++++ PAGE EXTRACT ++++
A nagging problem for the Soviet pilots was that they did not have G-suits that were needed in the hugh speed dogfights that demanded prompt and tight maneuvering. If they pulled high Gs, they were prone to blackout. This series of photos shows John Stapp riding in the “Sonic Wind” sled up to a speed of 421 mph in March 1954. He did not have a G-suit. You can see him black out in frame number 6. The G forces do most of their damage during acceleration. In most situations, both MiG and Sabre pilots flew fairly slowly until they entered combat, when they would suddenly accelerate to gain the advantage. That’s when G-forces would hit the Soviets hard. The Americans had G-suits to keep the blood flow in the upper half of their body instead of forcing it all downward.

The Soviet pilots were controlled from the ground and had to fly what became known as ground controlled intercepts, or GCIs. The GCI controllers were good and they received improved equipment, especially improved radar, and access to improved air defense artillery. The GCI controllers were able to position the MiGs very well, often at high altitude, where they would wait for the chance to attack the Sabre at lower altitudes. Unfortunately for them, US listening posts could monitor their transmissions and reconstruct their tactics. The constant conversations also gave away the fact that Soviets were flying the MiG.

The MIGs had the advantage of being close to home base for the MiG Alley fight, and could beat feet back if they got into trouble. We’ll talk about this later. The F-86 pilots were prohibited from chasing them into Manchuria, and we’ll address that later as well --- “Oh, did I cross into Manchuria?”


The MiG-15 also had better armament, two 23-mm and one 37-mm cannon.

Now a brief look at the North American F-86 Sabre.


The F-86 was America’s first swept-winged fighter. It was a bit faster than the MiG, but still transsonic. The Americans benefitted greatly from German aeronautical engineers who came to the US following WWII. German aerodynamic data showed that the swept wing was the only way to go. Investments in an aircraft known as the XP-86 delayed action on the new swept wing application. Unfortunately, the XP-86 could not reach speeds above 582 mph, not fast enough to meet military requirements. So modifications in the swept wing and other areas were made.
++++ DATA LISTING ++++
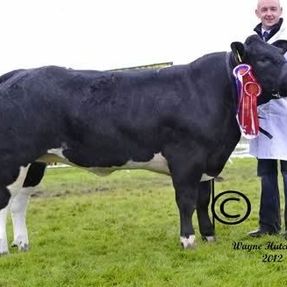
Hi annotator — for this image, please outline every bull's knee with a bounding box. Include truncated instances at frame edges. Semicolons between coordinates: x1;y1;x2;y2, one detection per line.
0;187;11;210
180;234;196;249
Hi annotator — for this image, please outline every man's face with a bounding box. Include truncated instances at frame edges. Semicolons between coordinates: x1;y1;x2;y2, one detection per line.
255;0;282;30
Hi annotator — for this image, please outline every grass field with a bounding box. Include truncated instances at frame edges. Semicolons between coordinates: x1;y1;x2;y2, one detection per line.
0;159;287;287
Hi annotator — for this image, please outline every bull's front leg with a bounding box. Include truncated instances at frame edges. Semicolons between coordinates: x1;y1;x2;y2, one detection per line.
10;187;33;251
0;205;9;255
176;185;198;249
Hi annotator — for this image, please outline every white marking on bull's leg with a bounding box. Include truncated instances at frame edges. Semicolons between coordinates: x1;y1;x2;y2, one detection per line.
10;187;34;251
200;173;214;181
180;234;196;249
0;204;9;255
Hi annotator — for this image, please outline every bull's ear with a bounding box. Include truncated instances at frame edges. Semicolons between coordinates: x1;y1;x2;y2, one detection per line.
272;40;287;54
230;42;245;63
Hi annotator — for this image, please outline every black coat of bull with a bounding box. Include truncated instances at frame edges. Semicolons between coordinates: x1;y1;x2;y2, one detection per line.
0;36;287;249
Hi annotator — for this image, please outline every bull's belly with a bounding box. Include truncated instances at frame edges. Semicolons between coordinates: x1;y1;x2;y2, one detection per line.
37;148;212;181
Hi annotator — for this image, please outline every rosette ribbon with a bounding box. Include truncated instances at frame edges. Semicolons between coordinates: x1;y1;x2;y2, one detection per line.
233;64;261;139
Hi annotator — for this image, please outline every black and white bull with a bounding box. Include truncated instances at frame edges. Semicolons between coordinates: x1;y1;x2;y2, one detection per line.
0;36;287;253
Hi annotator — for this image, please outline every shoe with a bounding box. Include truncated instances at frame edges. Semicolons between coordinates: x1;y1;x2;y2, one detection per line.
248;228;278;237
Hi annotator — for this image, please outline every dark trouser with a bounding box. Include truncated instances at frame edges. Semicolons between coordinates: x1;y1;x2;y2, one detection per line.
257;159;287;232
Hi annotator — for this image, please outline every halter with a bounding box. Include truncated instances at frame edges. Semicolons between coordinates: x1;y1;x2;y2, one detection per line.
233;64;262;139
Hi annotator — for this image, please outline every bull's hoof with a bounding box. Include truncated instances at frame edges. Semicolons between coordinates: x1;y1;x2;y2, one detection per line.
180;235;196;249
201;235;216;243
11;241;29;252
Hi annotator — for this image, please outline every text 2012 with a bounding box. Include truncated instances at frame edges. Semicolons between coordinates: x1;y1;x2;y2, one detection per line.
262;254;283;262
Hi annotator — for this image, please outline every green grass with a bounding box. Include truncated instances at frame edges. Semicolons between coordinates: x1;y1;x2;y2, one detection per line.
0;159;287;287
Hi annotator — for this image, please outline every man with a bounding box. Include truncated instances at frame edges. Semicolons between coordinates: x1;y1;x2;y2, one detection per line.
248;0;287;237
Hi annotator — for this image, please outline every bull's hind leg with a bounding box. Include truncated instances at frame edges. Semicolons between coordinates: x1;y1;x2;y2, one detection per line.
10;163;46;251
196;180;215;242
10;187;33;251
0;167;28;255
169;153;202;248
0;205;9;255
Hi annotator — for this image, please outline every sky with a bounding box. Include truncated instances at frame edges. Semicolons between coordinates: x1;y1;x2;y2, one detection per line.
0;0;284;74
++++
REQUEST.
Answer these from the passage on Soviet and American jet fighters:
1. What speed did John Stapp reach in the "Sonic Wind" sled?
2. What cannons made up the MiG-15's armament?
3. What speed could the XP-86 not exceed?

RESULT OF THIS EXERCISE.
1. 421 mph, in March 1954.
2. Two 23-mm cannons and one 37-mm cannon.
3. 582 mph.